- [Consignes]
1) Résumez en deux phrases la critique du film On connaît la chanson.
2) Reproduisez fidèlement un passage de la critique du film On connaît la chanson, en partant des mots qui comportent « Critique ciné : On » et en vous arrêtant après « sur le film. ».

- [Texte de la page]

★ ★ ★ ★ ★

Critique ciné : On connaît la chanson
On connaît la chanson, un film d’Alain Resnais sorti en 1997.

Ciné-Villeneuve propose en projection le film On connaît la chanson. Thèmes abordés, synopsis, avis, Ciné-Villeneuve vous raconte tout sur le film.

Le réalisateur et le film

Alain Resnais (1922-2014) a été successivement ou parallèlement monteur, réalisateur, chef-opérateur, metteur en scène, producteur et même acteur. Il a tout fait … Il obtient sa première caméra Kodak 8mm à douze ans. Il envisage de devenir acteur mais entre, à sa création en 1943, dans la section montage à l’Institut des hautes études cinématographiques (IDHEC), devenu La Fémis entre 1986 et 1988. Il commence à se faire connaître par des courts métrages de styles très différents mais qui restent tous des références : Nuit et Brouillard (premier réalisateur après la guerre à avoir posé sa caméra dans un camp de concentration), Toute la mémoire du monde (sur la Bibliothèque Nationale), Le Chant du styrène (une commande de l’entreprise Péchiney sur les matières plastiques), Les Statues meurent aussi (en collaboration avec le réalisateur français Chris Marker sur l’art africain, interdit par la censure pendant huit ans pour son anticolonialisme).

★ ★ ★ ★ ★

- [Données affichées]
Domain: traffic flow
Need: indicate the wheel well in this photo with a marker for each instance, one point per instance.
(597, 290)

★ ★ ★ ★ ★

- [Corrigé]
1) Ciné-Villeneuve projette On connaît la chanson, film d’Alain Resnais sorti en 1997, et en présente les thèmes, le synopsis et un avis. Resnais (1922-2014), tour à tour monteur, réalisateur, chef-opérateur, metteur en scène, producteur et acteur, entra en 1943 dans la section montage de l’IDHEC, puis se fit connaître par des courts métrages devenus des références, dont Nuit et Brouillard et Les Statues meurent aussi.

2)
Critique ciné : On connaît la chanson
On connaît la chanson, un film d’Alain Resnais sorti en 1997.

Ciné-Villeneuve propose en projection le film On connaît la chanson. Thèmes abordés, synopsis, avis, Ciné-Villeneuve vous raconte tout sur le film.